:: PROMPT ::
Repeat the whole listing exactly.

:: SUPPLIED MATERIAL ::
------------------------

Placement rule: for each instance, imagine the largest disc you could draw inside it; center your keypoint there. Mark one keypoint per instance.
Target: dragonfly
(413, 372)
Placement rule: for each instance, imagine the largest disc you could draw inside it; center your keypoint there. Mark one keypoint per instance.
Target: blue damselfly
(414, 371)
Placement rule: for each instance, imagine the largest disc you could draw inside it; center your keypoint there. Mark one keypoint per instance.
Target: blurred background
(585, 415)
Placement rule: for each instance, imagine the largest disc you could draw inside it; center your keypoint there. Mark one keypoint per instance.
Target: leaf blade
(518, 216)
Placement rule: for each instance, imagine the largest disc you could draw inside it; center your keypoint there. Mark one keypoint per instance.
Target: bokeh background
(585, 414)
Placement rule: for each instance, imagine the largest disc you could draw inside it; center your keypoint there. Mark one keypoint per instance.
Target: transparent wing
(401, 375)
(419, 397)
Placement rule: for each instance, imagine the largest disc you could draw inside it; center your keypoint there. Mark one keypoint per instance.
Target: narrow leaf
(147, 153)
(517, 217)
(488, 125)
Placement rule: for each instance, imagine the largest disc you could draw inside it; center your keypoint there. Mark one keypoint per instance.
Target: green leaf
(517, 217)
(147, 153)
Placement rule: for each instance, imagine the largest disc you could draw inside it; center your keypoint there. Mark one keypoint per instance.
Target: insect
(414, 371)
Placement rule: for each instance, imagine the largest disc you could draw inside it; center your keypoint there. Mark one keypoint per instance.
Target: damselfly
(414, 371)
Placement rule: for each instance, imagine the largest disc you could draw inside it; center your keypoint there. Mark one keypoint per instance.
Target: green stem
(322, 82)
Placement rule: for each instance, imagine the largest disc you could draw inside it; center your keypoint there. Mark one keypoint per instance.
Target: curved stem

------------------------

:: EXPECTED ANSWER ::
Placement rule: for each instance, imagine the largest disc you could draw inside it; center your keypoint there. Mark one keypoint per instance.
Target: dragonfly
(413, 372)
Placement rule: for each instance, imagine the largest disc you could draw inside it; center your keypoint there. Mark one keypoint per instance.
Target: blue damselfly
(414, 371)
Placement rule: for each instance, imagine the largest disc you could draw inside it; center your keypoint there. Mark one keypoint per instance.
Target: blurred background
(585, 415)
Placement rule: for each instance, imagine the largest disc you could draw inside it; center your keypoint there. Mark one keypoint per instance.
Target: leaf blade
(518, 216)
Placement rule: for each instance, imagine the largest disc you could draw inside it; center your keypoint there. Mark one keypoint per instance.
Target: bokeh background
(585, 414)
Placement rule: for each instance, imagine the largest disc you could draw inside it; center your keypoint there. Mark one keypoint per instance.
Target: transparent wing
(401, 375)
(419, 397)
Placement rule: for each instance, imagine the largest disc you could draw inside it; center your keypoint there. Mark one keypoint per instance.
Target: narrow leaf
(147, 153)
(517, 217)
(488, 125)
Placement rule: for each instance, imagine the largest disc you could draw inside it; center your keypoint there. Mark one keypoint per instance.
Target: green leaf
(517, 217)
(147, 153)
Placement rule: for each instance, imagine the largest disc you could draw inside it; center your keypoint there. Mark one keypoint per instance.
Target: insect
(414, 371)
Placement rule: for each instance, imagine the largest disc you could draw inside it; center your keypoint there. Mark one keypoint per instance.
Target: damselfly
(414, 371)
Placement rule: for each instance, imagine the largest disc you could draw inside it; center your keypoint there. Mark one keypoint per instance.
Target: green stem
(322, 82)
Placement rule: for each instance, imagine the largest disc you could draw inside it; center your keypoint there. Mark one keypoint per instance.
Target: curved stem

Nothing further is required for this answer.